* PASSAGE
**********
The coral reefs are very much another canary in the coalmine for climate change
Maybe they deserve a thread all to themselves, as they may well be all gone even before summer Arctic Sea Ice does.

https://www.theguardian.com/environment/2024/apr/11/great-barrier-reef-severe-coral-bleaching-impact
Quote
Great Barrier Reef suffering ‘most severe’ coral bleaching on record as footage shows damage 18 metres down

Marine researcher ‘devastated’ by widespread event that is affecting coral species usually resistant to bleaching


Concern that the Great Barrier Reef may be suffering the most severe mass coral bleaching event on record has escalated after a conservation group released footage showing damage up to 18 metres below the surface.

Dr Selina Ward, a marine biologist and former academic director of the University of Queensland’s Heron Island Research Station, said it was the worst bleaching she had seen in 30 years working on the reef, and that some coral was starting to die.

The Great Barrier Reef Marine Park Authority last week said aerial surveys of more than 1,000 individual reefs revealed more than half were rated as having high or very high levels of bleaching, and a smaller number in the south – less than 10% of the total – had extreme bleaching. Only about a quarter were relatively unaffected.

It confirmed the 2,300-kilometre reef system was experiencing its fifth mass bleaching event in eight years. The authority said sea surface temperatures had been between 0.5C and 1.5C hotter than expected for this time of year.

The Australian Marine Conservation Society on Thursday released video and photos that it said showed bleaching on the southern part of the reef extended to greater depths than had been previously reported this year.

Ward said the impact of bleaching had been extensive across 16 sites that she visited in the reef’s southern section, affecting coral species that had usually been resistant to bleaching. Some coral had started to die, a process that usually takes weeks or months after bleaching occurs.

“I feel devastated,” she said. “I’ve been working on the reef since 1992 but this [event], I’m really struggling with.”

Ward said sea temperatures at two of the sites she visited were the same at the surface and 20 metres below the surface. This was “very unusual”, and reinforced the need for rapid action to reduce greenhouse gas emissions, she said.

“What are we doing to stop the reef from being lost?” Ward said. “We cannot expect to save the Great Barrier Reef and be opening new fossil fuel developments. It’s time to act and there are no more excuses.”
**********
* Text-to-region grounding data
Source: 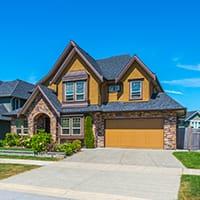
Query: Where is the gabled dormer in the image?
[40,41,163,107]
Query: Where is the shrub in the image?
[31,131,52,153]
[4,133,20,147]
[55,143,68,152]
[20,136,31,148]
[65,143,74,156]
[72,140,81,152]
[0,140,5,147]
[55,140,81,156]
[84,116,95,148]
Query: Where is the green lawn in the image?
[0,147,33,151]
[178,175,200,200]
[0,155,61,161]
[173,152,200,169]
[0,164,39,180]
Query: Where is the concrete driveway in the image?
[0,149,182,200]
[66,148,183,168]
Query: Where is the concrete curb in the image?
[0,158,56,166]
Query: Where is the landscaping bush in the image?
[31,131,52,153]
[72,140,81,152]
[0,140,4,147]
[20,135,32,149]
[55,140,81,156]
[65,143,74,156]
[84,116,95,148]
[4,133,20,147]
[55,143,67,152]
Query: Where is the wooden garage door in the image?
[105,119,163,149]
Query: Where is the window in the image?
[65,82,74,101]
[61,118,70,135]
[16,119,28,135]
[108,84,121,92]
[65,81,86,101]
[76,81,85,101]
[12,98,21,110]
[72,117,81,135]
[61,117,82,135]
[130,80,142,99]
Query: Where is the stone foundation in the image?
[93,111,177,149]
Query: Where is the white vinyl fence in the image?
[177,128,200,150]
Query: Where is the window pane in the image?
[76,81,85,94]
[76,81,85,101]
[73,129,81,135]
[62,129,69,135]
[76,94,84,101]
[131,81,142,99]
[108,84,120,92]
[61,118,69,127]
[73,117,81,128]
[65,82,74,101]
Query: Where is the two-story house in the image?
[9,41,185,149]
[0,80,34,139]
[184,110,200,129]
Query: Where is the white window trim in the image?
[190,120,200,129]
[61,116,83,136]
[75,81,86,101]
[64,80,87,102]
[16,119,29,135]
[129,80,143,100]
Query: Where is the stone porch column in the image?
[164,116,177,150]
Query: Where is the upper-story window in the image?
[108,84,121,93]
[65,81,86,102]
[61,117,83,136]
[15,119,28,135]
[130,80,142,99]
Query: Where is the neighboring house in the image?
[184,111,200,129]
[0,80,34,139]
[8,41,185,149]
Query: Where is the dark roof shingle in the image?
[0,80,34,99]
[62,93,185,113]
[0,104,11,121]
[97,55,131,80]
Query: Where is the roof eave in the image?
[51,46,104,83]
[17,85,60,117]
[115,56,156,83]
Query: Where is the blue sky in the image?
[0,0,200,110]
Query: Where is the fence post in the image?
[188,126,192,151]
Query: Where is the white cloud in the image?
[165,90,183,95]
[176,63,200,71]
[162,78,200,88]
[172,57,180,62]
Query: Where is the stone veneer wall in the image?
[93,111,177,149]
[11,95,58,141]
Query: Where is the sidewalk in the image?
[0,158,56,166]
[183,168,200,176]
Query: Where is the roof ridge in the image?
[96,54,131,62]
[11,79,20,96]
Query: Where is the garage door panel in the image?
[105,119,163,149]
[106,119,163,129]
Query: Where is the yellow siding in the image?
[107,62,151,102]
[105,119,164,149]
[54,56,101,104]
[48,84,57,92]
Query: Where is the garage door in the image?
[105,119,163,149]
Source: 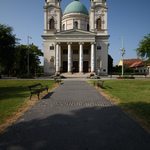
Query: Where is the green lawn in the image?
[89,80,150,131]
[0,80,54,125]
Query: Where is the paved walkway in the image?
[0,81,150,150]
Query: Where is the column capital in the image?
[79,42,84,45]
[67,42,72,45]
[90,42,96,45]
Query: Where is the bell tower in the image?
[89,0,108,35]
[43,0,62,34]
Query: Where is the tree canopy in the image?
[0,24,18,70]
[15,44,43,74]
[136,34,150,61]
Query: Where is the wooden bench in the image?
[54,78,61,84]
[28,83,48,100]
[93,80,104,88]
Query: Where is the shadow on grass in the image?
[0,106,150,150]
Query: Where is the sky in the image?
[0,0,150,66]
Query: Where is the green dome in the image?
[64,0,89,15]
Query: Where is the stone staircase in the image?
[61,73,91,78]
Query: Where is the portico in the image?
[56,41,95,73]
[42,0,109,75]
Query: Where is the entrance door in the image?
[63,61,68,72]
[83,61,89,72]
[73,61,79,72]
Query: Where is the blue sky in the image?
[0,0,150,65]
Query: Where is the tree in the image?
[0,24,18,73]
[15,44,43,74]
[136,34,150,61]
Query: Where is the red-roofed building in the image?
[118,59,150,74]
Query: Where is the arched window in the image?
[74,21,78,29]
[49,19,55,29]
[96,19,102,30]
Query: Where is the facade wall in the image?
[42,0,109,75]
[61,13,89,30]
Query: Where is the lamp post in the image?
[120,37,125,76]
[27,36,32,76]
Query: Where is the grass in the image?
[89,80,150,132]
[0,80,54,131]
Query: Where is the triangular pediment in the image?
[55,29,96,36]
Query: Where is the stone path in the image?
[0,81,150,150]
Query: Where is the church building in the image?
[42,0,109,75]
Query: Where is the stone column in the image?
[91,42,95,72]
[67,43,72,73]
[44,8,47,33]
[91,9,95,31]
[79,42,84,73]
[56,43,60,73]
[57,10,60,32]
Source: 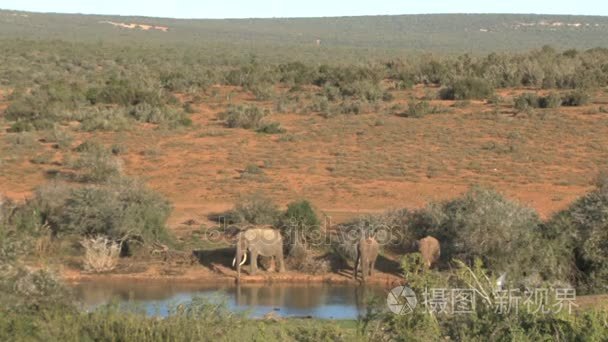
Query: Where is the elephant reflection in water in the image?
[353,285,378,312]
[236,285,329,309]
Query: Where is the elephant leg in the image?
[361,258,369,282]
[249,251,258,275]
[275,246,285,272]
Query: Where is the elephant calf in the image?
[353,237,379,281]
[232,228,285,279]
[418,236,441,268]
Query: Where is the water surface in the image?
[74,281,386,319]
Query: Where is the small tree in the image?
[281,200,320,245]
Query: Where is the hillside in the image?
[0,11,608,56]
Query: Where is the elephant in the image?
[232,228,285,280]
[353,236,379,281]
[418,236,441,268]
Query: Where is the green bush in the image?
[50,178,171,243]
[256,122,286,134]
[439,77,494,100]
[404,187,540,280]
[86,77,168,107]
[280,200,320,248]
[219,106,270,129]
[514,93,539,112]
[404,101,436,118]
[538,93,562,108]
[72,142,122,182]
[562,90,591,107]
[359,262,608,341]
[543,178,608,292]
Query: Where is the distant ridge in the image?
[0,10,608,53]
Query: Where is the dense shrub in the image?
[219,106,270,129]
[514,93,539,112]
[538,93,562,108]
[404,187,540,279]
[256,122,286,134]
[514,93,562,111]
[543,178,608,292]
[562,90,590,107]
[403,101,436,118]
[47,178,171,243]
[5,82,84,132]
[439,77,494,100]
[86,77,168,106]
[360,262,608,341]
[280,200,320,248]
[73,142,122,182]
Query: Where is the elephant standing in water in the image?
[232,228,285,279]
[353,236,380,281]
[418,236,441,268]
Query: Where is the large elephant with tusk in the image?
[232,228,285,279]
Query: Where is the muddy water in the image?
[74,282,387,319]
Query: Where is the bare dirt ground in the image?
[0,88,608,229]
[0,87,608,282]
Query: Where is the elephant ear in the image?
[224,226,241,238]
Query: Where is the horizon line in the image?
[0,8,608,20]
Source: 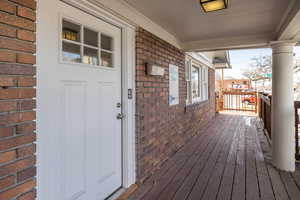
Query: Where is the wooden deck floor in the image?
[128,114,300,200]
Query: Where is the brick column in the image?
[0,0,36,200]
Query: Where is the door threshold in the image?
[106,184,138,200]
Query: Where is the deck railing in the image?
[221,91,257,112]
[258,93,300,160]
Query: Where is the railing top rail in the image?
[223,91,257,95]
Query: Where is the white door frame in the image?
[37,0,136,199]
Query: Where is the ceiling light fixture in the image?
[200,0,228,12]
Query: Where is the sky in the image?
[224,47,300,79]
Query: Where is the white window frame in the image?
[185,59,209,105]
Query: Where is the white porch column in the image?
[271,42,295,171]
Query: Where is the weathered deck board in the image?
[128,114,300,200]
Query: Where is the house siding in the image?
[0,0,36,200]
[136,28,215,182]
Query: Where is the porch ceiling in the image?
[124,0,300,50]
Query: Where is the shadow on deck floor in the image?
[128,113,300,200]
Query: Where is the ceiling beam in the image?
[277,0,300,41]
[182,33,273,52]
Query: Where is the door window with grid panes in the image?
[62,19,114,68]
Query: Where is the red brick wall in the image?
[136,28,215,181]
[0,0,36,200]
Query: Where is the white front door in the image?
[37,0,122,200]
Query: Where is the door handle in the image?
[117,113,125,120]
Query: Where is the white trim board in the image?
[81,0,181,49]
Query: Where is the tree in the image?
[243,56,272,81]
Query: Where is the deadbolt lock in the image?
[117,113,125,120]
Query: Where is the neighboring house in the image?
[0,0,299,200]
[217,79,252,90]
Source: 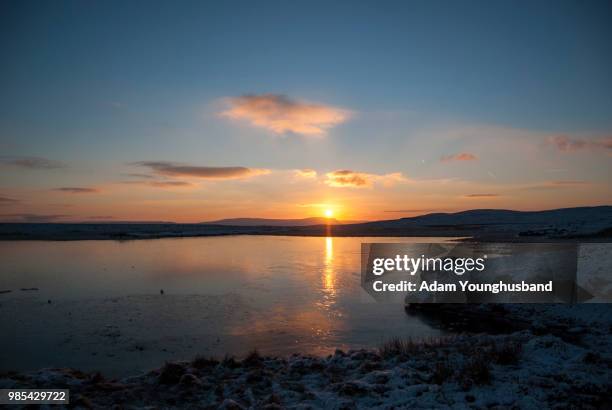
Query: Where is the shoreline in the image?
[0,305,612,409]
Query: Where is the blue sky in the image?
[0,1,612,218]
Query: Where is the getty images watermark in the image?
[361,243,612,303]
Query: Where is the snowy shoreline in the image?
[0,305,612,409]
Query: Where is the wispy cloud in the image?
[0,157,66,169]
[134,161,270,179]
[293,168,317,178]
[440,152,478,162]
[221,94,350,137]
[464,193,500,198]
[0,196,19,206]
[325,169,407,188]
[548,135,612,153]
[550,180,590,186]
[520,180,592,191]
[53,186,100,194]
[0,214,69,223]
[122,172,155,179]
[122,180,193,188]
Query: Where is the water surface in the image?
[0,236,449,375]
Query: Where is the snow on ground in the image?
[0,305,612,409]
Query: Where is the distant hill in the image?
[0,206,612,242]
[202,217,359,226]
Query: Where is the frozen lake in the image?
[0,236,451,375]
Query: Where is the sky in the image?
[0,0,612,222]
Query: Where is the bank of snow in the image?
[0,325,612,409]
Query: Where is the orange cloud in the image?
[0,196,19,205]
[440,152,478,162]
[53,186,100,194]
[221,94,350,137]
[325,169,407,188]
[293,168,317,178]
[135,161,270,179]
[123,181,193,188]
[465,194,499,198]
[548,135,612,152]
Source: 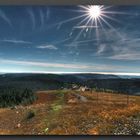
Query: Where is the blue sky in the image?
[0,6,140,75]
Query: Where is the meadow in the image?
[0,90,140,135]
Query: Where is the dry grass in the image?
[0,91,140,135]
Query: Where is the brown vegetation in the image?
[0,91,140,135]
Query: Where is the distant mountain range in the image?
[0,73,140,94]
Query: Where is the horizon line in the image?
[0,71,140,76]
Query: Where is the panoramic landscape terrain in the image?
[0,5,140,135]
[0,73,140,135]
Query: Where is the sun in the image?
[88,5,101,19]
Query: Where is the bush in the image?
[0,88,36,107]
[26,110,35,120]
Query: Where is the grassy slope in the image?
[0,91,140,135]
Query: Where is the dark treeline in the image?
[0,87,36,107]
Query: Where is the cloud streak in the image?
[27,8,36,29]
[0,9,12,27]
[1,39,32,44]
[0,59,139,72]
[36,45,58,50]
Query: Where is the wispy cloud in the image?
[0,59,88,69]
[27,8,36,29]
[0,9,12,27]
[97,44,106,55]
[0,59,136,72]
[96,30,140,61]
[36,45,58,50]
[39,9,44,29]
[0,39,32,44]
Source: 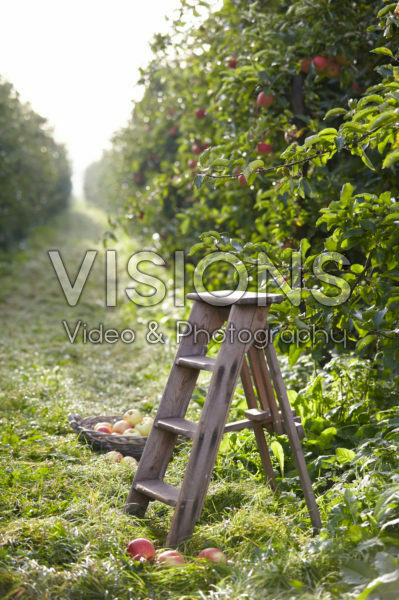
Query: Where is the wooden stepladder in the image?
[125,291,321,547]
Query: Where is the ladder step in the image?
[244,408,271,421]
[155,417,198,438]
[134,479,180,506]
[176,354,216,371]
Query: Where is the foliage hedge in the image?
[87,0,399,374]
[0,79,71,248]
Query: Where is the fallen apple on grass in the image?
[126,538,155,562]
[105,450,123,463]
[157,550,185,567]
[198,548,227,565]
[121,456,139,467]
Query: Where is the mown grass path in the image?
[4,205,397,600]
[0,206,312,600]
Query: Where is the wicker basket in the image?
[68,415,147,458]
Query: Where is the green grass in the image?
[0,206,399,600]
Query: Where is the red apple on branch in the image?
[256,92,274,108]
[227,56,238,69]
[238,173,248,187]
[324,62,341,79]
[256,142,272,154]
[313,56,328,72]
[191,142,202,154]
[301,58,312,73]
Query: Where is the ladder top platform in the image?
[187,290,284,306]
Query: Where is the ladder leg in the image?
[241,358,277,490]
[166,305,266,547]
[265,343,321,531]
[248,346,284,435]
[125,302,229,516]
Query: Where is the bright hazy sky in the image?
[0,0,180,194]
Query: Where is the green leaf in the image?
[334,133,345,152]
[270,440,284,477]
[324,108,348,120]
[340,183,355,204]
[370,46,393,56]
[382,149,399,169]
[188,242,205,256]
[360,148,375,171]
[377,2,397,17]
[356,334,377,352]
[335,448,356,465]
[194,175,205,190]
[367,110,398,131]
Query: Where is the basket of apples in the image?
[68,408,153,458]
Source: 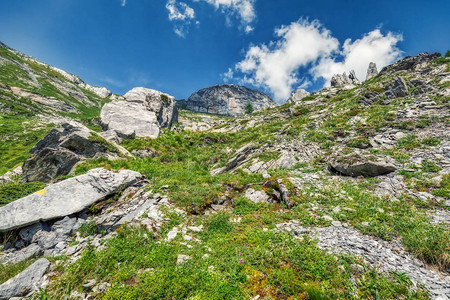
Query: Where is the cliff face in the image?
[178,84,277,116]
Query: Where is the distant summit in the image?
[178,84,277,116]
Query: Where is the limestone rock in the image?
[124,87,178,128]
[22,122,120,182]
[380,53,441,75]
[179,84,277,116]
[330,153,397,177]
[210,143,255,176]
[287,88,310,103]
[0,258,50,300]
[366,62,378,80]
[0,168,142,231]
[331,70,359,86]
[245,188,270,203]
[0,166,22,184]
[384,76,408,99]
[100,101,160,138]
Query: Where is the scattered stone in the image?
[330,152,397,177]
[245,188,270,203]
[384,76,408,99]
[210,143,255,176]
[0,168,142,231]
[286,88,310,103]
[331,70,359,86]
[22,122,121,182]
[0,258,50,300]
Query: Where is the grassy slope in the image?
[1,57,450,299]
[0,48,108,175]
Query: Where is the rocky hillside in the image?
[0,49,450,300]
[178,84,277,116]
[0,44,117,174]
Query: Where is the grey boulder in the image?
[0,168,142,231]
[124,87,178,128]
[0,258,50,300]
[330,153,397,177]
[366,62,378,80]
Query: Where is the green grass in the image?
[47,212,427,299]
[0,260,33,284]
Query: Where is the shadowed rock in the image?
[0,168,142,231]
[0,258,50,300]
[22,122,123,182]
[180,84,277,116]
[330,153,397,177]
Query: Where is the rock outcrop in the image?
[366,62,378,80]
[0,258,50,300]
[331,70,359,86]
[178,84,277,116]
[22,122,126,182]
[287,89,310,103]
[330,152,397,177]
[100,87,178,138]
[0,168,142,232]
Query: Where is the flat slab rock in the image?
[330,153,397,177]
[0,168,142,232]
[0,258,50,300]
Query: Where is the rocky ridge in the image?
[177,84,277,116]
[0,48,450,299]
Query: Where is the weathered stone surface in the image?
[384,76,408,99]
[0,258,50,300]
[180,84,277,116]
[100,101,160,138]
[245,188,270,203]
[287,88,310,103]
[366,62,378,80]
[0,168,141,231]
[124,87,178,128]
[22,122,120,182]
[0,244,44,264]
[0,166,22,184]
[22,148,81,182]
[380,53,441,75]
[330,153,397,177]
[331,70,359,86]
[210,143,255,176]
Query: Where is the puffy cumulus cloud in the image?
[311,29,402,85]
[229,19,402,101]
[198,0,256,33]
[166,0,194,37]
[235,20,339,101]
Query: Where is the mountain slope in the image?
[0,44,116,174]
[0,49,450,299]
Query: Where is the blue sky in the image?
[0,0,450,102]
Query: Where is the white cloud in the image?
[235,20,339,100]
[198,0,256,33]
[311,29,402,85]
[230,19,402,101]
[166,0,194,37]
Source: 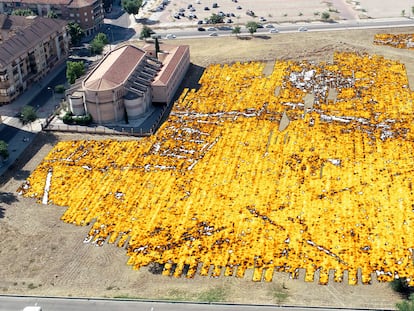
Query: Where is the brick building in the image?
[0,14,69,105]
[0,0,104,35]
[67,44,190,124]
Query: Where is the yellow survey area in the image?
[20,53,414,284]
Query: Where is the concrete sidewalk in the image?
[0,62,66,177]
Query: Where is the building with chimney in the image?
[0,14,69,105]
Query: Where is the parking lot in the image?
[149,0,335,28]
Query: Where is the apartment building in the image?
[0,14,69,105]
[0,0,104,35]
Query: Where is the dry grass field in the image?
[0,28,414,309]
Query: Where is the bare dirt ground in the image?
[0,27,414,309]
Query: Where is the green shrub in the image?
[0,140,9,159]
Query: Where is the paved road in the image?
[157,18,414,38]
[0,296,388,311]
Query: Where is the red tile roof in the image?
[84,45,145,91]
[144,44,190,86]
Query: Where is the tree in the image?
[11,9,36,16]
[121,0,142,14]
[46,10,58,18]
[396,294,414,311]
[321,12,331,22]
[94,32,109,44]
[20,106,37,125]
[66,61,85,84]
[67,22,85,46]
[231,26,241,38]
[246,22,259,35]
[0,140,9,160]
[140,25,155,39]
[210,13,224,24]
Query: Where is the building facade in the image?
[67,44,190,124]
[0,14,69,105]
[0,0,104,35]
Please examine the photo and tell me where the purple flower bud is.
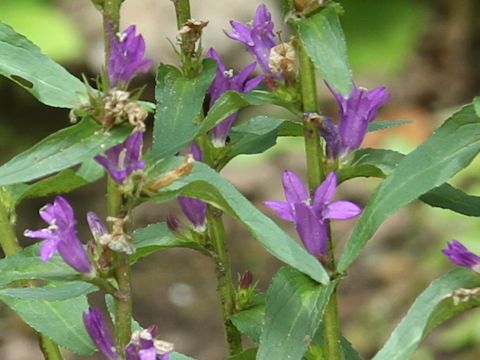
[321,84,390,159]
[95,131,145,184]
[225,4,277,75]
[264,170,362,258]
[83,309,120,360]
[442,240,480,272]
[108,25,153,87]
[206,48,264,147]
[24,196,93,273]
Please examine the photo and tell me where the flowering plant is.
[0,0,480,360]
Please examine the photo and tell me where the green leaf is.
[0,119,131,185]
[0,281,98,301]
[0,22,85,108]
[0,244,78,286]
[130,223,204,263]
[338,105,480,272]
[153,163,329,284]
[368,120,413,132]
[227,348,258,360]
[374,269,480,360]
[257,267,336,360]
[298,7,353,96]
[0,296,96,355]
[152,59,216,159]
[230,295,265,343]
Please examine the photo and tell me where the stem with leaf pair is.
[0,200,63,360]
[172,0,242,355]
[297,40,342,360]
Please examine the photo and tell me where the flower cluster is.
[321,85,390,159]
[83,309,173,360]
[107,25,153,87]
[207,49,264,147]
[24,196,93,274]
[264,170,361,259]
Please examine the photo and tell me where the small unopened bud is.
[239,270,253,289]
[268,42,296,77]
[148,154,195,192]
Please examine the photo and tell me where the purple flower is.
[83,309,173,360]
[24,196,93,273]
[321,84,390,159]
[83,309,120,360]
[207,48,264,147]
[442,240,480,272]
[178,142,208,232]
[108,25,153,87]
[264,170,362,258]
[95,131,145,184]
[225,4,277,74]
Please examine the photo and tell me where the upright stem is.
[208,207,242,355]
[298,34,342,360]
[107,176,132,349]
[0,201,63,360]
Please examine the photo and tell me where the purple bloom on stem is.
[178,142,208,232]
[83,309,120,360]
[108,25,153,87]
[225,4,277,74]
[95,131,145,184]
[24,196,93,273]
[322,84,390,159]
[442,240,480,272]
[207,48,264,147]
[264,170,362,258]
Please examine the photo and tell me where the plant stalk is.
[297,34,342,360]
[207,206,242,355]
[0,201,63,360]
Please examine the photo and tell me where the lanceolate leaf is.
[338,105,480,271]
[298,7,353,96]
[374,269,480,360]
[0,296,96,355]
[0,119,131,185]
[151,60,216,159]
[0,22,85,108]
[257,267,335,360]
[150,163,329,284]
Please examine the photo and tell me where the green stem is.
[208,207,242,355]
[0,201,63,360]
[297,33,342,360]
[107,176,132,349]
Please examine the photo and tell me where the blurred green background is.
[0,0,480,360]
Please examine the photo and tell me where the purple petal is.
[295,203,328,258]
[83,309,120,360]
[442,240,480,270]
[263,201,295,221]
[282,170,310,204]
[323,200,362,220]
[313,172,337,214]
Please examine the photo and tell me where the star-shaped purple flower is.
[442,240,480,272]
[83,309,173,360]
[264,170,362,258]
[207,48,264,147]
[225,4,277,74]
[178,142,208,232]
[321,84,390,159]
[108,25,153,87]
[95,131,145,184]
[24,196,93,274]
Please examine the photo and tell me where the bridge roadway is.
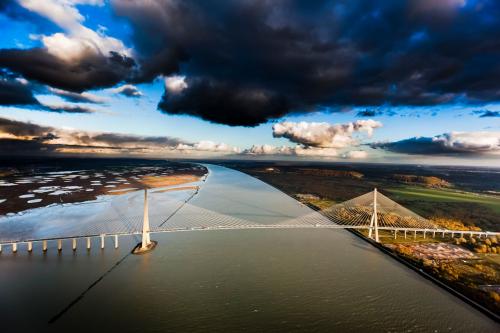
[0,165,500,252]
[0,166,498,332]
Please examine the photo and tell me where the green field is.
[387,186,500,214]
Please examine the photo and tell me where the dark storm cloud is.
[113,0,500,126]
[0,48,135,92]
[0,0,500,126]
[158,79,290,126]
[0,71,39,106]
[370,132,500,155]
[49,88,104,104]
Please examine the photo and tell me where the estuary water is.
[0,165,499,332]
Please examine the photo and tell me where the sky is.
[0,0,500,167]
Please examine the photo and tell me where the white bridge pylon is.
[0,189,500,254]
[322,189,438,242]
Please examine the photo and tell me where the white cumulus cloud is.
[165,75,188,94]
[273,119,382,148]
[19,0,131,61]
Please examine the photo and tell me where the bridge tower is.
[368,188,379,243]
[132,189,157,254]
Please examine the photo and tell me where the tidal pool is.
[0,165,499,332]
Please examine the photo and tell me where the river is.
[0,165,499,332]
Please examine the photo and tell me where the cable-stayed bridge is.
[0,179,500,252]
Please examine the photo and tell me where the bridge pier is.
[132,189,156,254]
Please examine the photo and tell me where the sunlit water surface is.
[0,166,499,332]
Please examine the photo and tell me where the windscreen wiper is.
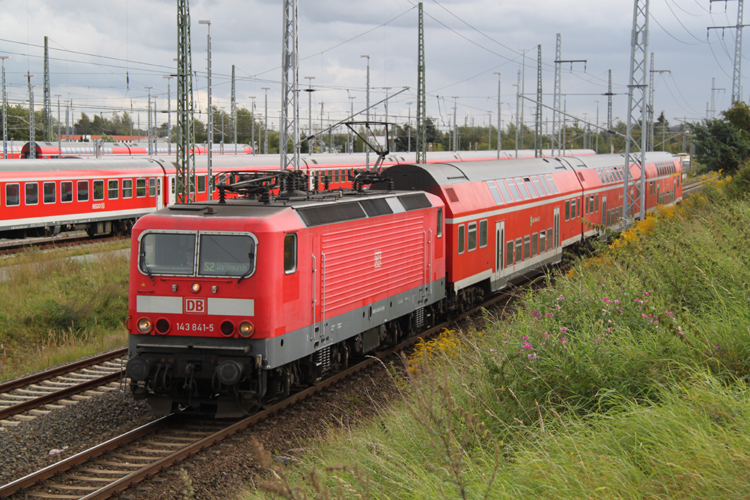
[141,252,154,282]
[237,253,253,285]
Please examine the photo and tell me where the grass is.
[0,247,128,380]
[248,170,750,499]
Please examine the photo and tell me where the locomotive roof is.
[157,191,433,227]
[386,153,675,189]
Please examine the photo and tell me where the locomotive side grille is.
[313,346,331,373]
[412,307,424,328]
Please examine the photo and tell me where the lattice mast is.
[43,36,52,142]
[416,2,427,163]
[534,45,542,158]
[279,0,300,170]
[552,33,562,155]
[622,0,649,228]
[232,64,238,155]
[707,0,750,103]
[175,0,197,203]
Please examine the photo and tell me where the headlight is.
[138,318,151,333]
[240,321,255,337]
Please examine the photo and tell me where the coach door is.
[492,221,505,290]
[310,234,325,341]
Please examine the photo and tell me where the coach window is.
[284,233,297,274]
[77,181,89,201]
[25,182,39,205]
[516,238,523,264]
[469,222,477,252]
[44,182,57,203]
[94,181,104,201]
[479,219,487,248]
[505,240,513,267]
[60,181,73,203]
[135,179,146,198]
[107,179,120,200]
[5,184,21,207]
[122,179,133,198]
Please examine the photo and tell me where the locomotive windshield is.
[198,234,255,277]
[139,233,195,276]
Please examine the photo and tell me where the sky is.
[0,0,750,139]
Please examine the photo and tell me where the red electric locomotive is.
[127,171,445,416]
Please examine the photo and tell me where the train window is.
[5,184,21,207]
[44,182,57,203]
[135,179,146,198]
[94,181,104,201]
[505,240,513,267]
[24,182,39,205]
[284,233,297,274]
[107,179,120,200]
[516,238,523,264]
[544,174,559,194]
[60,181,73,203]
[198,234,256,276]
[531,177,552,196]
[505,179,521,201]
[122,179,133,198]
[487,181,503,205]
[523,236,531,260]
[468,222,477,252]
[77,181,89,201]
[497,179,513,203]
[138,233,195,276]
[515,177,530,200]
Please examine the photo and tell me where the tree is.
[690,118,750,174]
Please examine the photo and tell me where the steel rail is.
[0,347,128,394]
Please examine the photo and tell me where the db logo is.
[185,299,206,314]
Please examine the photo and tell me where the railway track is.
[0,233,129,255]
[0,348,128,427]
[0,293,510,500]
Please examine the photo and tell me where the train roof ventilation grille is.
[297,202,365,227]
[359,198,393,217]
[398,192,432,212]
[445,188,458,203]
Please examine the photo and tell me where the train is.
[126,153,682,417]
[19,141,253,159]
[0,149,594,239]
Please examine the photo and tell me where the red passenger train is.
**********
* STUDY QUESTIONS
**1.** According to the coral bleaching passage, how far below the surface did the conservation group's footage show damage?
**2.** List every organization named in the coral bleaching passage, leaving out the news outlet in the link.
**3.** From the coral bleaching passage, reproduce the part that opens with the words containing "Ward said sea" and closes with "emissions, she said.".
The data is separate material and has no connection to the coral bleaching passage.

* SOLUTIONS PER TASK
**1.** Up to 18 metres below the surface.

**2.**
- University of Queensland (its Heron Island Research Station)
- Great Barrier Reef Marine Park Authority
- Australian Marine Conservation Society

**3.**
Ward said sea temperatures at two of the sites she visited were the same at the surface and 20 metres below the surface. This was “very unusual”, and reinforced the need for rapid action to reduce greenhouse gas emissions, she said.